# Do this
Select and copy every line of the rows below that contains the word "wall".

****************

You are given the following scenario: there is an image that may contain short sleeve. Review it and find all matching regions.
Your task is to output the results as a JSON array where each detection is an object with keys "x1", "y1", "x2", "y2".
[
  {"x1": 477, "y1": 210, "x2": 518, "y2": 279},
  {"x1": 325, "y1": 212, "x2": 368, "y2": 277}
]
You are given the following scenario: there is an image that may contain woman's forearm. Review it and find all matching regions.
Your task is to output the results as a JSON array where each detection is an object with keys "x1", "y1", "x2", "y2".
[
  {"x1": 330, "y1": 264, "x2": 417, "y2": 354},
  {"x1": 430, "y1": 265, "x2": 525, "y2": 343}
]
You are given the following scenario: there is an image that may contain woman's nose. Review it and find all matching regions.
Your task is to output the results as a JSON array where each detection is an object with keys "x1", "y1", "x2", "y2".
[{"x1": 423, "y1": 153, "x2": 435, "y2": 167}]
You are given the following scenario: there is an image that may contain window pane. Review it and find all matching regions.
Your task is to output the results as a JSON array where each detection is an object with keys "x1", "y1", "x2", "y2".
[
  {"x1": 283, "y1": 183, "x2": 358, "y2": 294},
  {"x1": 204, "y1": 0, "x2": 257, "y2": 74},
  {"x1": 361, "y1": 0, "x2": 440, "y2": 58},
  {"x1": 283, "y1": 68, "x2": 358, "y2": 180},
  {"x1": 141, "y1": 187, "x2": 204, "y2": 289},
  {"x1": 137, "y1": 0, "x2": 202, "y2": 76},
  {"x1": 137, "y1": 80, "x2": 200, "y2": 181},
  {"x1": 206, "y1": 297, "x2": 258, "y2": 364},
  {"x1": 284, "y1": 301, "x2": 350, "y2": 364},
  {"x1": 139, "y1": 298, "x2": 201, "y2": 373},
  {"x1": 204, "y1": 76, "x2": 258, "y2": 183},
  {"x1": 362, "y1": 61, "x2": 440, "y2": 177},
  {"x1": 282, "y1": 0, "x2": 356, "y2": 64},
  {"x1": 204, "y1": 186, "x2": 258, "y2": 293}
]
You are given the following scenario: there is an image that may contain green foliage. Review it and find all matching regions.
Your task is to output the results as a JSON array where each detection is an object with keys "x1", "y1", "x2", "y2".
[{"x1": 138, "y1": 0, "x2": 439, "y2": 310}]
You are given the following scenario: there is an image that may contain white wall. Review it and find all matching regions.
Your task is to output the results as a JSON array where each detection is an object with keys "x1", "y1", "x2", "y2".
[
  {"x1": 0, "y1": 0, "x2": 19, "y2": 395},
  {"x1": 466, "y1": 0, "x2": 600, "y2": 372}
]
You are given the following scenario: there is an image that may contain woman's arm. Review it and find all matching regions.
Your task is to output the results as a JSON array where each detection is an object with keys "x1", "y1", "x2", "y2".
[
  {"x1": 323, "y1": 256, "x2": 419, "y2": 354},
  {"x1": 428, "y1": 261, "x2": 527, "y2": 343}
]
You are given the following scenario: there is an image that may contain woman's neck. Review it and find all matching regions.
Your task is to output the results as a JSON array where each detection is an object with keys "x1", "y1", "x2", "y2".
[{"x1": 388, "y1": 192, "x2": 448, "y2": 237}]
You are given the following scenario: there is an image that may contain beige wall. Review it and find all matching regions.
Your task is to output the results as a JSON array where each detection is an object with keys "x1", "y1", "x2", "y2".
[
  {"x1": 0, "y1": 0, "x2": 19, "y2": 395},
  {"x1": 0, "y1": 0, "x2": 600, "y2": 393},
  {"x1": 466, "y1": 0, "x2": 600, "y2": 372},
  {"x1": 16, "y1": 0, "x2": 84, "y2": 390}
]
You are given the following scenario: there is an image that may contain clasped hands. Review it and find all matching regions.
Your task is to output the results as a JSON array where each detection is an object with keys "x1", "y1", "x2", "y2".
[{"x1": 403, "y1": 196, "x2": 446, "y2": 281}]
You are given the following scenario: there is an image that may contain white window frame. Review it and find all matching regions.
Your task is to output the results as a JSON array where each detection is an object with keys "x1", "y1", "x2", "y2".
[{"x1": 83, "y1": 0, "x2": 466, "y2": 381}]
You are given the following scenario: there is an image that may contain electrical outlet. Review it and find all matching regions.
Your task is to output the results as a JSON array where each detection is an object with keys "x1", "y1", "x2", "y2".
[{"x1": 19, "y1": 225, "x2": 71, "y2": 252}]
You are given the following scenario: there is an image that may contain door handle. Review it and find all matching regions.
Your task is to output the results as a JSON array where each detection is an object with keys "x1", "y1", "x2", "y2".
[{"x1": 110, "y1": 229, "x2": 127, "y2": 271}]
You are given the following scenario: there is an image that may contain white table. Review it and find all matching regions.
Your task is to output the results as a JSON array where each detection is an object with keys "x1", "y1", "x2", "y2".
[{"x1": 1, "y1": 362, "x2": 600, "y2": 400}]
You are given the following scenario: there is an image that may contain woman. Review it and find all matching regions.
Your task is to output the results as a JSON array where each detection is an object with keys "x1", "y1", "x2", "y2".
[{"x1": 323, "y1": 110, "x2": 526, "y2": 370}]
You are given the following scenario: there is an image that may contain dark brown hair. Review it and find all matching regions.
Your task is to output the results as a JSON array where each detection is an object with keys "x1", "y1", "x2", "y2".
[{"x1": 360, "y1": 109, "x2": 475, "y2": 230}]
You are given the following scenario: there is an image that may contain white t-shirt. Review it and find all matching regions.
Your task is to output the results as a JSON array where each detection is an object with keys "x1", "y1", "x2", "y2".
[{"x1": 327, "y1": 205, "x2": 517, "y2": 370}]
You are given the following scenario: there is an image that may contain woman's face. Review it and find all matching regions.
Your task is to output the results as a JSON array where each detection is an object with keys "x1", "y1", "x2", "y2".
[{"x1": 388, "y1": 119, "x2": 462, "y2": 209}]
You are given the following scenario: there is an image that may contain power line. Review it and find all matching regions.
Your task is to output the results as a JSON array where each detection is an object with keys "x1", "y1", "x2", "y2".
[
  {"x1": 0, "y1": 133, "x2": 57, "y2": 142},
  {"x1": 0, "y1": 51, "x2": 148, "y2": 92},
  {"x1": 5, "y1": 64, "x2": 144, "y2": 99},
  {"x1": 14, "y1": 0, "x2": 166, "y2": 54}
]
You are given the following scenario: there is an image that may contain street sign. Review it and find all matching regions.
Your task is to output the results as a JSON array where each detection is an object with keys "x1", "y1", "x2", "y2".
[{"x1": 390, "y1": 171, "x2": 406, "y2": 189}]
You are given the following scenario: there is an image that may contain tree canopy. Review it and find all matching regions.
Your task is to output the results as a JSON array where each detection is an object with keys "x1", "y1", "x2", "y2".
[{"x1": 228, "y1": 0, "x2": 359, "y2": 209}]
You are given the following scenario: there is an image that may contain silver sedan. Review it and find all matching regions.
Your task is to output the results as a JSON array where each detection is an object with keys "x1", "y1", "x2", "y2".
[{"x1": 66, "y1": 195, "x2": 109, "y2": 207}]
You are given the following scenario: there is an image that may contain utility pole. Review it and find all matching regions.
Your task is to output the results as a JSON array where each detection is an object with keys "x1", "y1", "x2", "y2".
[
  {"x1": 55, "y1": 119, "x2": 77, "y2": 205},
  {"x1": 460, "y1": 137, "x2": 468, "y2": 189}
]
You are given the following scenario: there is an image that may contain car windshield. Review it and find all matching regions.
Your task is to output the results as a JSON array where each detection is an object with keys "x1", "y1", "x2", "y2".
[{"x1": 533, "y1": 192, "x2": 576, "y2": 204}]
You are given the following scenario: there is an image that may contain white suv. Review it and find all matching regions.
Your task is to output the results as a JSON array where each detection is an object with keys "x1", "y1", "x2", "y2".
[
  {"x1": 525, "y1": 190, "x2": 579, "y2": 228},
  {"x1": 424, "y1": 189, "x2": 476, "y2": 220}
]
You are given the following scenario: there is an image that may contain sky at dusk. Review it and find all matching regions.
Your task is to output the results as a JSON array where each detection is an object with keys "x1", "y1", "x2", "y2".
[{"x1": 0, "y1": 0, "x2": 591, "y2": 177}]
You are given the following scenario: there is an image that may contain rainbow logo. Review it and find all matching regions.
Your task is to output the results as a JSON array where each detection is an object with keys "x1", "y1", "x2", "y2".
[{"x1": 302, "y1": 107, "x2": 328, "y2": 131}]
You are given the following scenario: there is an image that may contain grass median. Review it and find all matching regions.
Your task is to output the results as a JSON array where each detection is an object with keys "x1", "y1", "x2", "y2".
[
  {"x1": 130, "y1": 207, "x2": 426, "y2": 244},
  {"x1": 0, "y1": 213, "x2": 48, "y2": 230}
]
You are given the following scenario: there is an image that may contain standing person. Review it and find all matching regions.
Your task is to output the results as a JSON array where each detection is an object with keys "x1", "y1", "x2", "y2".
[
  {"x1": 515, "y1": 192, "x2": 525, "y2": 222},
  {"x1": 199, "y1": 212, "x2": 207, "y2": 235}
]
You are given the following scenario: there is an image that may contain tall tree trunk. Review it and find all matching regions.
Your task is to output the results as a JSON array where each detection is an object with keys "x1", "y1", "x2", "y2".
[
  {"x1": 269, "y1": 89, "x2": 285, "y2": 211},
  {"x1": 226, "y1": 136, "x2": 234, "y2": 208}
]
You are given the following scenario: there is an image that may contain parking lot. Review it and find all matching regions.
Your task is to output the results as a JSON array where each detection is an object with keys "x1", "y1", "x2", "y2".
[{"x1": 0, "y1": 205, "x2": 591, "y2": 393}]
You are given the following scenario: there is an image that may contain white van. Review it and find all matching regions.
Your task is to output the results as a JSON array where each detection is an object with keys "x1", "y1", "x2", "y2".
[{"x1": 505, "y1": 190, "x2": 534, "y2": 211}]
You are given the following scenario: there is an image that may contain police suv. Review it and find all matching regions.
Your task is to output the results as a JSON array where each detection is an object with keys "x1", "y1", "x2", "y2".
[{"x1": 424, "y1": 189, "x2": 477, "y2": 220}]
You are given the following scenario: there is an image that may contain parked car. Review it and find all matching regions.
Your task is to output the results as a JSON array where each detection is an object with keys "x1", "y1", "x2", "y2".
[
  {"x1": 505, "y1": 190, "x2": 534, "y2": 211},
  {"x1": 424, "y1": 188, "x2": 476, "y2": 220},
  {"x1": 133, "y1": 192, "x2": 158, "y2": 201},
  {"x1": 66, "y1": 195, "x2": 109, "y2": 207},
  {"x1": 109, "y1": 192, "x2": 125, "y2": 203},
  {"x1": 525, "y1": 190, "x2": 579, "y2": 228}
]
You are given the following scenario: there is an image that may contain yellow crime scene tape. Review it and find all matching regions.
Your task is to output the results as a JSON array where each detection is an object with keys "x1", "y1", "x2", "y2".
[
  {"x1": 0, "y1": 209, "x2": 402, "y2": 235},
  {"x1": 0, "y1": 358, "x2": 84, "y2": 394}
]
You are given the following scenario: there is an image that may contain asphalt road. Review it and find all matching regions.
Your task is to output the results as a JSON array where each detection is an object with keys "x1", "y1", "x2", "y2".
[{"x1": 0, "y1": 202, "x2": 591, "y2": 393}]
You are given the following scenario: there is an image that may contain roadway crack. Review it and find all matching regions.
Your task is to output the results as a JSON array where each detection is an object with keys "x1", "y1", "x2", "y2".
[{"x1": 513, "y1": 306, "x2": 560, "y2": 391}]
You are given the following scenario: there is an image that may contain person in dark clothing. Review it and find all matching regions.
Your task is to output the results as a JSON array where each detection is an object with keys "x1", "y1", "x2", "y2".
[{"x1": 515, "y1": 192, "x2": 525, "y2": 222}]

****************

# Task output
You are given the following scenario: there is an image that may contain white wall. Review it and find all matching regions.
You are given the following scenario: there is an image that may contain beige wall. Review it and find all matching regions.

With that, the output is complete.